**PARTES DO EXERCÍCIO**:
**a.** No excerto sobre o princípio da igualdade e as custas judiciais, que nome tem a prestação pecuniária exigida como contrapartida do serviço de administração da justiça?
**b.** Escreva o que vem a seguir no excerto sobre o princípio da igualdade e as custas judiciais, começando logo depois da sua última frase.
##### EXCERTO
De acordo com uma jurisprudência constante, o Tribunal Constitucional circunscreve a aplicação do princípio da igualdade ao controlo de um limite externo do poder de conformação do legislador, traduzido na proibição do arbítrio, que se identifica, em geral, com a ausência de fundamento material bastante para o tratamento diferenciado, existindo, porém, casos em que as diferenciações são positivamente justificadas segundo critérios objectivos constitucionalmente relevantes. Também o Tribunal tem entendido que a proibição do arbítrio constitui um critério essencialmente negativo que permite censurar os casos de flagrante e intolerável desigualdade.
Assim, a falta de razoabilidade e de coerência com o sistema decorrentes da inexistência de justificação material bastante torna inconstitucional, por violação do princípio da igualdade, qualquer medida legislativa, enquanto que uma medida criadora de diferenciação tem de ser materialmente justificada.
6. – A Constituição não impõe que a prestação do serviço de administração da justiça seja gratuita, sendo conforme à Constituição a exigência do pagamento de uma prestação pecuniária – a taxa de justiça – como contrapartida daquele serviço (Acórdão n.º 412/89, Acórdãos do Tribunal Constitucional, 13º Vol., pág. 1187).
Havendo que pagar custas, compreende-se que o legislador tenha optado pelo princípio da correspondência entre as custas e a actividade processual dos sujeitos processuais que decaem nas suas pretensões. E é razoável que o mesmo legislador preveja, em processo penal, que o assistente tenha de pagar os custos da actividade processual por ele provocada em ordem à prossecução da acusação, mas que resultou infundada pois o arguido não chegou a ser pronunciado por qualquer crime, podendo considerar-se que houve decaimento da sua posição processual.
##########
##### EXTRATO DOS DADOS
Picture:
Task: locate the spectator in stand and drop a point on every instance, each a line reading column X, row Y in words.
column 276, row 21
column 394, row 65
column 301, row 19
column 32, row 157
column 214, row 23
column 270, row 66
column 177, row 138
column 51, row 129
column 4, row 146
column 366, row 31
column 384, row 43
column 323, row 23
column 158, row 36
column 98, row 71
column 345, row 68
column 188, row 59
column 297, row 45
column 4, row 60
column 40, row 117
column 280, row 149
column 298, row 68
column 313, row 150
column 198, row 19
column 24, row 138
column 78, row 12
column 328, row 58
##########
**CONJUNTO DE RESPOSTAS**:
**a.** Taxa de justiça.

**b.**
Uma tal situação não pode ser comparada – como o faz a decisão recorrida – com a situação do arguido que requer a abertura da instrução, mas vem a ser pronunciado. Desde logo, as situações não são iguais, uma vez que a abertura da instrução pelo arguido se integra no âmbito do seu direito de defesa e, depois, como se escreveu no Acórdão n.º 214/2000, da 1ª Secção (ainda inédito): 'Seria manifestamente atentatório dos direitos de defesa em processo penal a exigência de pagamento de taxa de justiça nos casos em que a instrução conduzisse a uma decisão de pronúncia do arguido pelos factos que constavam da acusação. O receio da condenação na taxa de justiça correspondente
à instrução poderia constituir uma inibição quanto ao exercício de tal direito.'
Acresce que não existe no processo penal uma verdadeira
«igualdade de armas» entre a acusação e a defesa, na medida em que a garantia da efectivação do direito de defesa, enquanto tutela do indivíduo contra eventuais abusos do poder punitivo do Estado, torna razoável uma diferenciação entre os direitos do arguido e os do assistente (neste sentido, veja-se o Acórdão n.º194/2000, da 2ª Secção, ainda inédito)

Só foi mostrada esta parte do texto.